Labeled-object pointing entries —
___

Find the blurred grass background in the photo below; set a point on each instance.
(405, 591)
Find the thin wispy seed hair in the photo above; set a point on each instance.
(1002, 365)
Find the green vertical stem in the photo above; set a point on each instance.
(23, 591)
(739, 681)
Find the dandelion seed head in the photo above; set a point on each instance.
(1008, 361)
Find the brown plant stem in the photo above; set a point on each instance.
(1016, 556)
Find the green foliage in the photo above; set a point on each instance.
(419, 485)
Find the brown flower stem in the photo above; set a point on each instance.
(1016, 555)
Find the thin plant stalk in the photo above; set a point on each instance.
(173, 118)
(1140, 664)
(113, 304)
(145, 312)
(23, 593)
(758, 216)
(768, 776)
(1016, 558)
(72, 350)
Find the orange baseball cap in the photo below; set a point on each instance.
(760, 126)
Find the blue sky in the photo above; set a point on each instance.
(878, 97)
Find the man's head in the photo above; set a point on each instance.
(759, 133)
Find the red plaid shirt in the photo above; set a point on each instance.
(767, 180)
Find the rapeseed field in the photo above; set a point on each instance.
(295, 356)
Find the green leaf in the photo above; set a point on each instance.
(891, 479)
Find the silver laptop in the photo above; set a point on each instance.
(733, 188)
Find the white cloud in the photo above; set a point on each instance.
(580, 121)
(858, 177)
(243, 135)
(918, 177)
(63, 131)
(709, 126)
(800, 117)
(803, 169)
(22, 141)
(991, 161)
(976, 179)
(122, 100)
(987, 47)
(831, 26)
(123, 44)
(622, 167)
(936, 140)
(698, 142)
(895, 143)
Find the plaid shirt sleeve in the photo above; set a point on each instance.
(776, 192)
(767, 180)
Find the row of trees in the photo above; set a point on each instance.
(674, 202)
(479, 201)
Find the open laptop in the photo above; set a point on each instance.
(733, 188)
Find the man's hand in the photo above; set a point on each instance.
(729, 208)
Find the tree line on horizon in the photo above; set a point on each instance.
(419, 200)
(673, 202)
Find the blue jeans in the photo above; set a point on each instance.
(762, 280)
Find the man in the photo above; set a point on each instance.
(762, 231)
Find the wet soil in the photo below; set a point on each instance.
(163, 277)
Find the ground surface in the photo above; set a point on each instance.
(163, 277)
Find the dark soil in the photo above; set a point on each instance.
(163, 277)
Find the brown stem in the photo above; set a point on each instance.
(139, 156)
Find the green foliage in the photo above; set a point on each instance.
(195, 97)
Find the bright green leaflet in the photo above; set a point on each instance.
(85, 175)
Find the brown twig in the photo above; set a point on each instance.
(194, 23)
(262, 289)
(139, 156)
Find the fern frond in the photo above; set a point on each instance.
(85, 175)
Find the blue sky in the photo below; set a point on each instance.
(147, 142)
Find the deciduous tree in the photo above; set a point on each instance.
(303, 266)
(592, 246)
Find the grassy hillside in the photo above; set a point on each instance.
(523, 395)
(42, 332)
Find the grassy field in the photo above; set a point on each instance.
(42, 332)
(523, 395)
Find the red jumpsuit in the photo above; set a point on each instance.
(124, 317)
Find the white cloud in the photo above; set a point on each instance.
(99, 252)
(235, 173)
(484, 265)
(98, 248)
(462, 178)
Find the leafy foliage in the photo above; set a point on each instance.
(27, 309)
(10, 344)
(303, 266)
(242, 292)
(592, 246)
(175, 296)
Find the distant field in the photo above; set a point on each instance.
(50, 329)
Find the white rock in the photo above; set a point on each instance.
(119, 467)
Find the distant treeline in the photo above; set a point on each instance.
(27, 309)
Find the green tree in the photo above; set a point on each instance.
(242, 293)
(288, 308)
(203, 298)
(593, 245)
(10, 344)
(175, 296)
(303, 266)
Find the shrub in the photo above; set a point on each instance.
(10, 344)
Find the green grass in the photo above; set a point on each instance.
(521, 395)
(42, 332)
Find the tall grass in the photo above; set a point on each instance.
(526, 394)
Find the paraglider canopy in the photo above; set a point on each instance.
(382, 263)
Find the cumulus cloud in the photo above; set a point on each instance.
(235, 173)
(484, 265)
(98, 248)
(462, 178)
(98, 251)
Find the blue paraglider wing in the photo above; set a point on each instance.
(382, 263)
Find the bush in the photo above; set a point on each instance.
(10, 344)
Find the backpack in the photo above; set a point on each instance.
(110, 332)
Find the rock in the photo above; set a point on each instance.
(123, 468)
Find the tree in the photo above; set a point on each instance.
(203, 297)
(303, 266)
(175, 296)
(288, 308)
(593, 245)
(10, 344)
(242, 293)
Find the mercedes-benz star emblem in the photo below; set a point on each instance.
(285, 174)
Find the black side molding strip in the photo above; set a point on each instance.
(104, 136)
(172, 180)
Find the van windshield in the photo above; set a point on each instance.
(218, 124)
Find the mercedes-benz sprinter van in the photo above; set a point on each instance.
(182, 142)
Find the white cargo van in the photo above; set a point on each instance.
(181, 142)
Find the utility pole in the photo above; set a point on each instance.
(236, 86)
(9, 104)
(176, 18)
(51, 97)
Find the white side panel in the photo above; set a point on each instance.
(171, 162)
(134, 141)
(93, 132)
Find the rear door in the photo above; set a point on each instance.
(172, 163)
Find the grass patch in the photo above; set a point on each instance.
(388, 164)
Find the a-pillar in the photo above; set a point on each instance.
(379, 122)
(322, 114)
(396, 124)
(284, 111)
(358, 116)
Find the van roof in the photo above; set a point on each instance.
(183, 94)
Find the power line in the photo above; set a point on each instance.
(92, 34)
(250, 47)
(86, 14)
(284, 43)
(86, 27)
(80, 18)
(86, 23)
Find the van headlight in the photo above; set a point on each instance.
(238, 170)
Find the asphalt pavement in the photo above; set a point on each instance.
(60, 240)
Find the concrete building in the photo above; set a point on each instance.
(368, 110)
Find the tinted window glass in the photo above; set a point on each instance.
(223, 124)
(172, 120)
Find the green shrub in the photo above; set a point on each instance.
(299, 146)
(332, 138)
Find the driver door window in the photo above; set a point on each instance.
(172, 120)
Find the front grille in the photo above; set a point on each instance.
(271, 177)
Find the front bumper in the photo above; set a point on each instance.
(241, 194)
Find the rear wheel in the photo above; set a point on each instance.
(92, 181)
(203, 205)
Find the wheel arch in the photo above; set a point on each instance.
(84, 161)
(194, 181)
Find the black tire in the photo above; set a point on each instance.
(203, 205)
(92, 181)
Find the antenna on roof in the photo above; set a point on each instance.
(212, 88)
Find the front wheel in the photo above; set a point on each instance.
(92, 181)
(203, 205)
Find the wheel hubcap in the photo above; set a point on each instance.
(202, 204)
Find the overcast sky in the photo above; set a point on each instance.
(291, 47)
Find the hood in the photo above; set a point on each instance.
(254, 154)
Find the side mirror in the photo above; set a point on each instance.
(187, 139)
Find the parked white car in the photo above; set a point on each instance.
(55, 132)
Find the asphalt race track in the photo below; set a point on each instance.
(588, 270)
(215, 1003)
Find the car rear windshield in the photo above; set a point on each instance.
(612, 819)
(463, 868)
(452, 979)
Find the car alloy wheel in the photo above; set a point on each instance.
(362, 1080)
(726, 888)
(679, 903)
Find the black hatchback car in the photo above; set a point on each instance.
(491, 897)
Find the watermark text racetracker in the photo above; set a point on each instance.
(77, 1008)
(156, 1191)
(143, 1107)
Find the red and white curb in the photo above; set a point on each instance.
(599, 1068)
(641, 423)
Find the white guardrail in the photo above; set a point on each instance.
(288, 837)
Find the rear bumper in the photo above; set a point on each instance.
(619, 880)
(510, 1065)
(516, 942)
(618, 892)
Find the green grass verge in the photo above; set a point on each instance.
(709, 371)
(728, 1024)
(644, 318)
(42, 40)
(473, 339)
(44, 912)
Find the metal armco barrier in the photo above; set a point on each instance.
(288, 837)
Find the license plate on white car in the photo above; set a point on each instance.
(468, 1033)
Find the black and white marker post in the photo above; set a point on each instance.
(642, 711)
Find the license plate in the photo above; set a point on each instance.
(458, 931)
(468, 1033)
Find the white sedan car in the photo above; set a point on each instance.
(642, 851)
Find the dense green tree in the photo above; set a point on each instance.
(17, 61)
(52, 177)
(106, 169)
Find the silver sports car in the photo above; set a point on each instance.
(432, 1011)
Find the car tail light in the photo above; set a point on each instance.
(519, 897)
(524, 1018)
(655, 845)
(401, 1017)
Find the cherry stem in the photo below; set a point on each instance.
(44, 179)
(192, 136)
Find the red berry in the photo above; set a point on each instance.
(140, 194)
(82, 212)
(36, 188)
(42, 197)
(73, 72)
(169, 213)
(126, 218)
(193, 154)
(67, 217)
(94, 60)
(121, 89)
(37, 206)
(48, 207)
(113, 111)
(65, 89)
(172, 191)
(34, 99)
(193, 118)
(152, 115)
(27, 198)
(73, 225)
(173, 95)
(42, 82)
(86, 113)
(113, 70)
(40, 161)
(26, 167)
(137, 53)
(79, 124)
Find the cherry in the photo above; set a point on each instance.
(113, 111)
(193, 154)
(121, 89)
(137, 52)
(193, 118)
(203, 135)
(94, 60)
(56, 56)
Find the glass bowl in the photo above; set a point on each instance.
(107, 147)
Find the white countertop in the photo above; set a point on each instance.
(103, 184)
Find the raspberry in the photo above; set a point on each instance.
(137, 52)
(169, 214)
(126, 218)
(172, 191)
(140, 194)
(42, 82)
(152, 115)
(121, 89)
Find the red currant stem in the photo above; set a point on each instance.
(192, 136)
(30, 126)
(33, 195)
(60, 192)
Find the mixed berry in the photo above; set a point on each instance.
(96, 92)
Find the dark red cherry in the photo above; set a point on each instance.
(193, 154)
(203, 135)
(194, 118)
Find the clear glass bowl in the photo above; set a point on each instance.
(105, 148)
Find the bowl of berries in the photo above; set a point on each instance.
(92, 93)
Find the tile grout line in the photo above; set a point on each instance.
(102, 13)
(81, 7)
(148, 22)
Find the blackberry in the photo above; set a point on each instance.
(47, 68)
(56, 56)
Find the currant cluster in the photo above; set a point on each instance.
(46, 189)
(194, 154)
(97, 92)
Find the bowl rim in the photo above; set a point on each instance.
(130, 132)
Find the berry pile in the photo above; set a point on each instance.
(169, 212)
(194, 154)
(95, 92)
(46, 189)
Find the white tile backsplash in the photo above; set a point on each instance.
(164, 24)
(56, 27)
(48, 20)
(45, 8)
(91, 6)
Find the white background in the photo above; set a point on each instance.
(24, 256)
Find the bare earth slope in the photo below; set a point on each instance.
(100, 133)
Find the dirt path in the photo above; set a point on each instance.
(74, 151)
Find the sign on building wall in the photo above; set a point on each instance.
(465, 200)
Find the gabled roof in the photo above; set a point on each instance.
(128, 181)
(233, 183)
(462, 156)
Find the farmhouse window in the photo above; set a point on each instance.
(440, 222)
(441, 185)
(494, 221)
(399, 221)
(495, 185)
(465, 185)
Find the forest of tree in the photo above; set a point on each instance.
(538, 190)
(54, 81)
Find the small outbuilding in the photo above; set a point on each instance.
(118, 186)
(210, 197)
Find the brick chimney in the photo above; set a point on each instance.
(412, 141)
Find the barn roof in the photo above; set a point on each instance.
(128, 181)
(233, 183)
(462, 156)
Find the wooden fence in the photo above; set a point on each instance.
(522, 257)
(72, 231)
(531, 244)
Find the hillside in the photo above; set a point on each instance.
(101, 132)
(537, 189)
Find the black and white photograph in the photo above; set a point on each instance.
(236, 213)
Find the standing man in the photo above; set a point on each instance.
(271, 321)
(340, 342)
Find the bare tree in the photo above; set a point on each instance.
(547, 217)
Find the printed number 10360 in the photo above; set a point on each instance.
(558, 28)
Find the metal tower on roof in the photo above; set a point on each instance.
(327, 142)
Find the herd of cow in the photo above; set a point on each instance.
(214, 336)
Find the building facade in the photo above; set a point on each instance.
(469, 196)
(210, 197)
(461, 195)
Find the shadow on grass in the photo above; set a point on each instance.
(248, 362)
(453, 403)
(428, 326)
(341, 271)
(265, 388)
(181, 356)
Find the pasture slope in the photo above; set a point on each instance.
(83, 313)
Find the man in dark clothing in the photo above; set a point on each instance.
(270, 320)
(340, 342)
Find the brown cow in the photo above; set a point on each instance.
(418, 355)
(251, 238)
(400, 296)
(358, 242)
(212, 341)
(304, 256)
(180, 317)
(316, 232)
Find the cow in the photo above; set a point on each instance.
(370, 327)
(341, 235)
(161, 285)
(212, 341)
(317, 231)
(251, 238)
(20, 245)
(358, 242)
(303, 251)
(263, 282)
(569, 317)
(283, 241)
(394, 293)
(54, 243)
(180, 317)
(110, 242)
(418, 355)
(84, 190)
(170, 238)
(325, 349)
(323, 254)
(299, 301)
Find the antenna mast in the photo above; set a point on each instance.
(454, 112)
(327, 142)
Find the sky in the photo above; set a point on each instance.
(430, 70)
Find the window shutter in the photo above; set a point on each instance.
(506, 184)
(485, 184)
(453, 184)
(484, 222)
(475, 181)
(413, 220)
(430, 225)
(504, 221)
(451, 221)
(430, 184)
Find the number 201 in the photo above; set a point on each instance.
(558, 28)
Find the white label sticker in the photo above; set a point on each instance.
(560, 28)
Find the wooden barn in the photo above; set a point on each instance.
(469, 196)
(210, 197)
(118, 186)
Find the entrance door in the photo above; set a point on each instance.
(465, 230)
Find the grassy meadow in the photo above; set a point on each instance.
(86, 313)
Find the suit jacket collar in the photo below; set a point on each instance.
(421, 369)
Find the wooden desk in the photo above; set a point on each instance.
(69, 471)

___

Repeat only the stretch of lines that opens with the line containing "Find the antenna mast" and closes with the final line of the entries, both included, exactly as written.

Find the antenna mast in the photo above; set a point on each instance.
(454, 112)
(327, 142)
Find the sky in the photo above; set a point on each instance.
(430, 70)
Find the window shutter in the photo above; set a point on each instance.
(506, 184)
(485, 184)
(453, 184)
(484, 222)
(475, 181)
(413, 220)
(430, 225)
(504, 221)
(451, 221)
(430, 184)
Find the number 201 in the photo above; set a point on each instance.
(558, 28)
Find the white label sticker in the photo above; set a point on each instance.
(560, 28)
Find the wooden barn in the photo above; set a point on each instance.
(469, 196)
(210, 197)
(118, 186)
Find the entrance door in the photo above; set a point on each instance.
(465, 230)
Find the grassy meadow in the photo above; set a point on each instance.
(86, 313)
Find the suit jacket collar in the photo below; set a point on each instance.
(421, 369)
Find the wooden desk in the photo above; set a point on each instance.
(69, 471)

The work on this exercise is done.